Coup de tête (Jean-Jacques Annaud, 1979)
Timbuktu (Abderrahmane Sissako, 2014)

Pour les élites anglaises qui inventent le football à la fin du XIXe siècle, ce jeu s'inscrit dans un projet éducatif global. Le rôle du sport dans la formation de l'individu y est clairement souligné. Dans les pays catholiques, le sport est une pratique secondaire dans la formation des jeunes mais il existe une exception de taille : l'Italie où le football a été pris en charge par l'Eglise après la libération. La façon dont les curés italiens ont chapoté cette pratique à d'ailleurs joué dans la définition du "jeu à l'italienne" : sobre, défensif et discipliné.

Au cinéma cette influence est explicite. Dans Rome, ville ouverte (Roberto Rossellini, 1945), c'est le prêtre arbitre qui est fusillé par les Allemands. Dans Le petit monde de don Camillo (Julien Duvivier 1952), d'âpres rivalités de clocher font bouillonner le petit village italien de Bassa et c'est sur le terrain de foot aussi que se règlent des comptes entre le maire du pays, Peppone, un rouge, et Don Camillo. Dans La messe est finie (Nanni Moretti, 1985), on voit un prêtre tenter de jouer au foot avec des gamins. Mais il bien vite mis à terre et doit se relever seul, métaphore de la perte d'influence de l'Eglise sur la jeunesse italienne.

__________

CONSIGNES:
1. Citez le texte sur le football et l'Église en commençant à « Coup de tête » et en terminant à « défensif et discipliné. ».
2. Selon le texte sur le football et l'Église, dans quel film un prêtre arbitre est-il fusillé par les Allemands ?

Entrées pour localiser des objets nommés:
__________

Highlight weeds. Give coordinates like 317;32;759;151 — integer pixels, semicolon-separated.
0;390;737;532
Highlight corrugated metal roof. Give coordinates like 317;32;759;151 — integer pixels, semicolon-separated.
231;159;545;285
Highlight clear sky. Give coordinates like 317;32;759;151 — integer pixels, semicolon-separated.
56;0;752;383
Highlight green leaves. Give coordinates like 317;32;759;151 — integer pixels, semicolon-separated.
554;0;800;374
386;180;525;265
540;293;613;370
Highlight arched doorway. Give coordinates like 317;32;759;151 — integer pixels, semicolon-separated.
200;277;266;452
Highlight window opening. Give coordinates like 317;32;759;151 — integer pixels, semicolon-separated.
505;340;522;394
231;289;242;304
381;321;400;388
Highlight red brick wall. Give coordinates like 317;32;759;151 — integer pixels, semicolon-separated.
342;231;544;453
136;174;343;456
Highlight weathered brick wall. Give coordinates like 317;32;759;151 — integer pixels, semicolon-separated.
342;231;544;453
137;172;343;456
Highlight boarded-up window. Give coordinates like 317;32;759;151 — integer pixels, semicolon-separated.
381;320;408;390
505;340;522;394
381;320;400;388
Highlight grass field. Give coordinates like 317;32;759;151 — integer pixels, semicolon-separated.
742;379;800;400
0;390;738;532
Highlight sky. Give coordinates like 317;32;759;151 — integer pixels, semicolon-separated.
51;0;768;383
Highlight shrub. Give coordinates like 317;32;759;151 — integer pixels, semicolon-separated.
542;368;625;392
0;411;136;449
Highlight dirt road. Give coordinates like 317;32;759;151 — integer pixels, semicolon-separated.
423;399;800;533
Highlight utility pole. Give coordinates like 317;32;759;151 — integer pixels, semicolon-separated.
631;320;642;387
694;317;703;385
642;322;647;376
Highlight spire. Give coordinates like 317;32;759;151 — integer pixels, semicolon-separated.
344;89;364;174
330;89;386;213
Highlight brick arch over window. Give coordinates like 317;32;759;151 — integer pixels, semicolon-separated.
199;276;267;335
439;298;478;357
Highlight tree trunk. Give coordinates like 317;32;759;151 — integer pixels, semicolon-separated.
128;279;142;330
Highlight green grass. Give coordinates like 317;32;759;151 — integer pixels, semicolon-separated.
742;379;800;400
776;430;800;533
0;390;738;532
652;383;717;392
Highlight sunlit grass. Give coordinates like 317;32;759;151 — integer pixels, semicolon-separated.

__________

CORRIGÉS:
1.
Coup de tête (Jean-Jacques Annaud, 1979)
Timbuktu (Abderrahmane Sissako, 2014)

Pour les élites anglaises qui inventent le football à la fin du XIXe siècle, ce jeu s'inscrit dans un projet éducatif global. Le rôle du sport dans la formation de l'individu y est clairement souligné. Dans les pays catholiques, le sport est une pratique secondaire dans la formation des jeunes mais il existe une exception de taille : l'Italie où le football a été pris en charge par l'Eglise après la libération. La façon dont les curés italiens ont chapoté cette pratique à d'ailleurs joué dans la définition du "jeu à l'italienne" : sobre, défensif et discipliné.

2. Dans Rome, ville ouverte (Roberto Rossellini, 1945).